● Extracted entries:
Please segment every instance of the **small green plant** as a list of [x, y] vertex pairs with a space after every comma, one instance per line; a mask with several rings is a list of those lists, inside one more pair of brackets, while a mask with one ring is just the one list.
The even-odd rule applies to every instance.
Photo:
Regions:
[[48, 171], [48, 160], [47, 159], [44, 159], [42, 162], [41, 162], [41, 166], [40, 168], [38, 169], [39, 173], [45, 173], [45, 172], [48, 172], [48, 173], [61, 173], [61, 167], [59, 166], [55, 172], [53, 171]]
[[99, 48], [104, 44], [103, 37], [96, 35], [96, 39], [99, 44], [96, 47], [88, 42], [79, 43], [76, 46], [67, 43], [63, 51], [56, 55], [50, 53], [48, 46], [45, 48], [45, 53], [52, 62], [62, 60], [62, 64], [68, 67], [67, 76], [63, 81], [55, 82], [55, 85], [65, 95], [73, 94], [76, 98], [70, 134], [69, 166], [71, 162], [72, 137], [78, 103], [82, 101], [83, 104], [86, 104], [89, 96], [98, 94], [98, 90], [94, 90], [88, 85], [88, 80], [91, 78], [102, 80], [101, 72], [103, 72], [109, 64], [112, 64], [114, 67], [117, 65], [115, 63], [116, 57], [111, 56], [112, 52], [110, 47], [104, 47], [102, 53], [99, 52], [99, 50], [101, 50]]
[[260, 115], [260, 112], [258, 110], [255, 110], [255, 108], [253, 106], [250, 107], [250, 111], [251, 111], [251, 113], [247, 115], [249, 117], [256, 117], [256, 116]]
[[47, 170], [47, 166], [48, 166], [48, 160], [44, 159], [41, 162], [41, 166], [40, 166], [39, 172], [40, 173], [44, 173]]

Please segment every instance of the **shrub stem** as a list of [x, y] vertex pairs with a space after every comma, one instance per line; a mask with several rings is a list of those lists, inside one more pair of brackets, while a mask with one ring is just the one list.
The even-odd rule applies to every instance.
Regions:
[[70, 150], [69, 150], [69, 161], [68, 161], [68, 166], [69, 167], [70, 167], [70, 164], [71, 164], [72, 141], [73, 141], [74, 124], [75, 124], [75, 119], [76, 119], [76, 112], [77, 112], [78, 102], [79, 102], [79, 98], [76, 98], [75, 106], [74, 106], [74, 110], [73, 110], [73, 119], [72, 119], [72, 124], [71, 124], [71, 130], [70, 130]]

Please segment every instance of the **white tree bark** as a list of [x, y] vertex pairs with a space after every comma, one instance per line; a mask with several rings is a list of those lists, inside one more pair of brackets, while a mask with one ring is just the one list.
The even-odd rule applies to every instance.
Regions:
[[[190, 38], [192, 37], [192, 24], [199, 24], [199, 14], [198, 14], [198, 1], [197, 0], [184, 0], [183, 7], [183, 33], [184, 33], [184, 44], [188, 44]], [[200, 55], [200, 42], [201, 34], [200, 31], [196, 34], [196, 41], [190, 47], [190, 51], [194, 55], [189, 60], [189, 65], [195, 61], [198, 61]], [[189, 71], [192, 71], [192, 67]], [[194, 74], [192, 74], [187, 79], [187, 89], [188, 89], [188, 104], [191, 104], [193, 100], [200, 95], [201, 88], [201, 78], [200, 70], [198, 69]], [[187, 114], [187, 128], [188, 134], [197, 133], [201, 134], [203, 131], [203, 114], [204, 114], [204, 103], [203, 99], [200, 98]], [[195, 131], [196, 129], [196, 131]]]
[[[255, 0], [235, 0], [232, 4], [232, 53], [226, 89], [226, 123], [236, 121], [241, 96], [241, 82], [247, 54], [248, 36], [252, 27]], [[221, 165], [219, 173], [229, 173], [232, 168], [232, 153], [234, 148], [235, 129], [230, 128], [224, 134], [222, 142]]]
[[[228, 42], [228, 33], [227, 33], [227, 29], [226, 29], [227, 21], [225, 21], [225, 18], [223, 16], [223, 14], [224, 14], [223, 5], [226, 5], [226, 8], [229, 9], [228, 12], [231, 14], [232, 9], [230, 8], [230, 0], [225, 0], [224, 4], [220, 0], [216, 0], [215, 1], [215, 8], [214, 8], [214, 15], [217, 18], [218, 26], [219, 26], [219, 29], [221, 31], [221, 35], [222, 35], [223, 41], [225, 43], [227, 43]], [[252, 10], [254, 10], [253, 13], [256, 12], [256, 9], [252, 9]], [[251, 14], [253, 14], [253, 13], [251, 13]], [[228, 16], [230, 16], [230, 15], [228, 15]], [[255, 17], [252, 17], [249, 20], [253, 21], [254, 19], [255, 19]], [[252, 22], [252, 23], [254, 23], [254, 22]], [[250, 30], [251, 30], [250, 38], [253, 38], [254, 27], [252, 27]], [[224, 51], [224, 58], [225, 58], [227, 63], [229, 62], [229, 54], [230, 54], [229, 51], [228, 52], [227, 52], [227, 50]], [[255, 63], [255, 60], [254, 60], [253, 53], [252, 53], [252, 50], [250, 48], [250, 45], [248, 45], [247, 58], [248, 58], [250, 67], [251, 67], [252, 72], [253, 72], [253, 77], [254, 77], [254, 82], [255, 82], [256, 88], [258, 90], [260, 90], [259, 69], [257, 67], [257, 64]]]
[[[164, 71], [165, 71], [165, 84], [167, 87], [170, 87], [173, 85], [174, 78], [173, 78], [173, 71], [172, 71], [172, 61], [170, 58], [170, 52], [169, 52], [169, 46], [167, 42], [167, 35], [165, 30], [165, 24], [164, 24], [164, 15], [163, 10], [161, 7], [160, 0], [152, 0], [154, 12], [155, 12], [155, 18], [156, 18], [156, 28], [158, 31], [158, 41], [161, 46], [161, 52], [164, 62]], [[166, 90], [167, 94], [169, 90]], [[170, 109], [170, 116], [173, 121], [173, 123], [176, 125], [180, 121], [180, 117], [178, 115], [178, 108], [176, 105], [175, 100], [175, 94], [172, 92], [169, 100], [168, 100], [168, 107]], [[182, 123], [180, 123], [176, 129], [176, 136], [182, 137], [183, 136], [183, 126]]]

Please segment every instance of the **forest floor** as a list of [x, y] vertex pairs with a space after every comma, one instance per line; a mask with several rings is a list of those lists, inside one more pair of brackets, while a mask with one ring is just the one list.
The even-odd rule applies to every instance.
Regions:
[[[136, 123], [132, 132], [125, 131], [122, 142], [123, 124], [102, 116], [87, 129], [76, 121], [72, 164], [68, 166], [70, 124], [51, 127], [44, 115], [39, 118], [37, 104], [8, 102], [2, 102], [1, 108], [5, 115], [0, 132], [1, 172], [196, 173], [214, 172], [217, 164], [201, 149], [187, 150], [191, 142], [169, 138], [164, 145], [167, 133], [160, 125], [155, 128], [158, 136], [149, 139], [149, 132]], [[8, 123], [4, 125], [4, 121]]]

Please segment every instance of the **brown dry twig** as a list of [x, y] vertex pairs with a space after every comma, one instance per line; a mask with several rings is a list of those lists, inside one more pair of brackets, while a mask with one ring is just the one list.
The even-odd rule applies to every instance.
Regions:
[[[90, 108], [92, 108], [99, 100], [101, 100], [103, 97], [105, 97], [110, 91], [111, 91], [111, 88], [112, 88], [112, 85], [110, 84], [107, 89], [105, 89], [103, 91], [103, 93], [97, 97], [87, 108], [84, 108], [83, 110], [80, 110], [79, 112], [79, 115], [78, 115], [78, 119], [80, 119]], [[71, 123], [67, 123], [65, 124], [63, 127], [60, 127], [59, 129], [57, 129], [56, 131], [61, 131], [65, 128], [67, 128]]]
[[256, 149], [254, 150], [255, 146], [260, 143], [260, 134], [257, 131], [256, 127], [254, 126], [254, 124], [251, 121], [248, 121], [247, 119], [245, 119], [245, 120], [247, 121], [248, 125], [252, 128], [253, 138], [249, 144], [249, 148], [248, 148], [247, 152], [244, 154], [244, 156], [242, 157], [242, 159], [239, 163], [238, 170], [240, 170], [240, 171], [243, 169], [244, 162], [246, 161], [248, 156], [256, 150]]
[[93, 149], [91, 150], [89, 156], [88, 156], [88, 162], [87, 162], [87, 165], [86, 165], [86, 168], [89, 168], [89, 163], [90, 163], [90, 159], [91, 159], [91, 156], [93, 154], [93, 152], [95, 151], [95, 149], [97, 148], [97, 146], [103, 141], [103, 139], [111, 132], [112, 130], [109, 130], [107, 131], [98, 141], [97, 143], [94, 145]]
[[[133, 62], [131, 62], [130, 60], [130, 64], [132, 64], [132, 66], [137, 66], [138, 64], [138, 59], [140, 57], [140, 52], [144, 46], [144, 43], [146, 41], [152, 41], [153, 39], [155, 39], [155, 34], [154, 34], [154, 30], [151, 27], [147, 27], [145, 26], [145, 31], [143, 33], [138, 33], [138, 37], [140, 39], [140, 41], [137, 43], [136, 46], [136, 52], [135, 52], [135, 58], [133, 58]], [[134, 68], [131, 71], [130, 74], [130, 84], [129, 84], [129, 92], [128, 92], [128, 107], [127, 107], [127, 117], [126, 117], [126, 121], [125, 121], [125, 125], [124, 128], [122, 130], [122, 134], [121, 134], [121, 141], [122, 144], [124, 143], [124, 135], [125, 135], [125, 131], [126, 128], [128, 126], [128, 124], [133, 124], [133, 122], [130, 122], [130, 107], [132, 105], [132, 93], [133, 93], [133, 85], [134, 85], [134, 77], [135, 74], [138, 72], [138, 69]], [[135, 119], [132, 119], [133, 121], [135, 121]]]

● Problem requirements:
Each line that includes the string "Please" should be copied from the data.

● Answer to this problem:
Please segment every instance of the **small green plant** as a list of [x, y] vertex pairs with a space after every comma, one instance per line; a mask with several rings is a list of those lists, inside one more pair of brackets, while a mask with one ring is just the one list.
Please segment every instance of the **shrub stem** as a list of [x, y] vertex pairs with a space after every comma, one instance per line; a mask with several rings is a list of those lists, inside one more pair of brackets, while a mask with one ring is just the one list.
Please segment every instance of the **white tree bark** as a list of [x, y] vertex pairs with a space after every comma, one instance per line; a mask with several rings is a list of those lists, inside one more pair of brackets, while a mask with one ring is just the one list.
Please segment every instance of the **forest floor** as a list of [x, y] vertex pairs with a space after every comma, one instance per line; a mask with several rings is a list of those lists, inside one more pair of brackets, while a mask with one ring is just the one list.
Please segment every instance of the **brown dry twig** as a list of [x, y] vertex pairs with a space after every comma, one instance per line; a mask with several rings is a list of those lists, inside one more pair of brackets, while a mask with one ring is just the one list.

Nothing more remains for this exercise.